**Instrucciones**
(a) Indica si cada afirmación concuerda con el texto sobre el caso Millet y responde sí o no, citando literalmente las palabras del texto que lo deciden. (i) Personajes que actúan como Millet solo se encuentran en las clases altas. (ii) El elemento común en estos casos es creerse impune. (iii) Los recién llegados al poder y al dinero son mejores que los de toda la vida.
(b) Prolonga el texto sobre el caso Millet a partir de su última frase.

**Texto del documento**

━━━

La envergadura de la estafa y la negligencia de las instituciones hacen obligado que se investiguen todos los hilos del caso

El caso Millet es uno de tantos ejemplos del abuso de poder (que es para mí la definición del mal). Personajes que colocados en posiciones de dominio e influencia actúan como Millet los hay en todas partes, sin distinción de clase, ideología o creencia. Naturalmente, son más frecuentes en las clases altas porque tocan más poder que los demás, por tanto tienen más oportunidades. Pero los recién llegados al poder y al dinero no son forzosamente mejores que los de toda la vida. En fin, basta mirar estos días a la Comunidad Valenciana para saber de las consecuencias del ejercicio del poder desde la impunidad.

Porque el elemento común en estos casos es creerse impune. Y es aquí donde es posible que el caldo ideológico de las élites catalanas haya podido intervenir. Siempre que se decreta un bien absoluto y prioritario -en este caso hacer patria- hay gente dispuesta a sacar beneficio de ello. Con estos materiales y con su sistema de relaciones personales construyó Millet el parapeto detrás del cual sentía que todo le estaba permitido.

━━━

**Bloque de datos**

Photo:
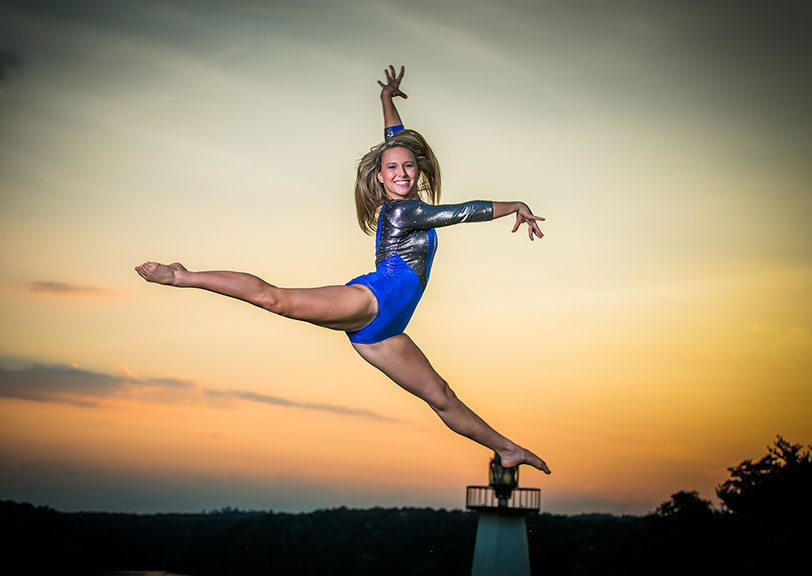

━━━

**Soluciones del ejercicio**
(a)
(i) No: "los hay en todas partes, sin distinción de clase, ideología o creencia".
(ii) Sí: "el elemento común en estos casos es creerse impune".
(iii) No: "los recién llegados al poder y al dinero no son forzosamente mejores que los de toda la vida".

(b)
El poder simbólico del Palau de la Música hace que el caso Millet sea visto como algo más que una estafa. Es una profanación de un icono del país, de la música y de la cultura. Los fallos en los sistemas de control social y político han venido a reforzar la desconfianza en las instituciones: llueve sobre mojado. Algún distinguido periodista de Madrid, José Antonio Zarzalejos, por ejemplo, ha aprovechado para convertir este caso en la prueba del carácter anacrónico y alejado de la realidad del nacionalismo catalán. Nunca he ocultado mi nulo apego a los nacionalismos de cualquier especie, pero no creo que tengan la exclusiva de la impunidad. Y desde luego, el nacionalismo español no parece ni más moderno ni menos propenso a servir de tapadera de negocios que el catalán. Aunque sólo fuera por el tamaño.

Y sin embargo, creo que seguir por la línea de la sociología de lo patriótico no sólo es equivocado, sino también el mejor camino para que este caso nunca se esclarezca del todo. Con suma facilidad se pasa del caldo de cultivo a la responsabilidad colectiva, que es la mejor garantía de que nadie sea responsable. Está muy bien decir que la sociedad debe ser más exigente y más atenta, y que un proyecto de sociedad más abierta, menos endogámica, tendría más defensas contra este tipo de acciones. Pero se empieza flagelándose colectivamente y se acaba acotando las responsabilidades al mínimo número de personas para no provocar el desánimo nacional y el desprestigio del país.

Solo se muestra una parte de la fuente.